Les normes internationales relatives aux droits de l'homme sont-elles des normes de jus cogens ? La CIJ, dans le célèbre obiter dictum de son arrêt de 1970 dans l'affaire de la Barcelona Traction, consacre la notion d'obligations erga omnes227(*). Ce sont des obligations, à propos desquelles, « vu l'importance des droits en cause, tous les États peuvent être considérés comme ayant un intérêt juridique à ce que ces droits soient protégés »228(*) ; parmi celles-ci, l'interdiction du génocide et les atteintes aux droits fondamentaux de la personne notamment l'esclavage et la discrimination raciale. Pour la Cour, dans cet arrêt, lesdites obligations sont en réalité celles qui découlent de normes impératives du droit international général229(*).
______
Répondez à ces questions sur le passage consacré aux obligations erga omnes :
1. En quelle année la CIJ a-t-elle rendu son arrêt dans l'affaire de la Barcelona Traction ?
2. Quelles atteintes aux droits fondamentaux de la personne sont citées en exemple ?
3. Selon la Cour, de quelles normes découlent en réalité ces obligations ?

Enregistrements de pointage d'objets nommés:
______
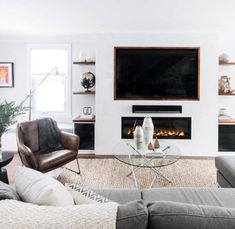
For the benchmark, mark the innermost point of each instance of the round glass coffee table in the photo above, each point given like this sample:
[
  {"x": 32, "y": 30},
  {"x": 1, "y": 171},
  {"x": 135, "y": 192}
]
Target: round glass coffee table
[{"x": 127, "y": 153}]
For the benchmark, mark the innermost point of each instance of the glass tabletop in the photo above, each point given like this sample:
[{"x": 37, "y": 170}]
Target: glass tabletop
[{"x": 127, "y": 153}]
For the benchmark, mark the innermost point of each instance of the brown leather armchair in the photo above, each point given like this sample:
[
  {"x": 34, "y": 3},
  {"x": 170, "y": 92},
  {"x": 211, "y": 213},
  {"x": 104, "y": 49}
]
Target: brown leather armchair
[{"x": 28, "y": 149}]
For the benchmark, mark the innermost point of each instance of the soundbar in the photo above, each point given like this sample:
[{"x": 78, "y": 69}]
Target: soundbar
[{"x": 156, "y": 109}]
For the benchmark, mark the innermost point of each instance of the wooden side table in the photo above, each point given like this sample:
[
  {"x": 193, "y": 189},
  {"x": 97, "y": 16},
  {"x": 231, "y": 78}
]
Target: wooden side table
[{"x": 6, "y": 159}]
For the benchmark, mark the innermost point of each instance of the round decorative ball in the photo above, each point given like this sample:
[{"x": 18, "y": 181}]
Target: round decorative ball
[
  {"x": 224, "y": 58},
  {"x": 87, "y": 80}
]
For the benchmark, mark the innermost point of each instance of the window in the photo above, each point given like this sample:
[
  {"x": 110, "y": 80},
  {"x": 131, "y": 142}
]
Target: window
[{"x": 52, "y": 97}]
______
Réponse attendue →
1. En 1970.
2. L'esclavage et la discrimination raciale.
3. Des normes impératives du droit international général.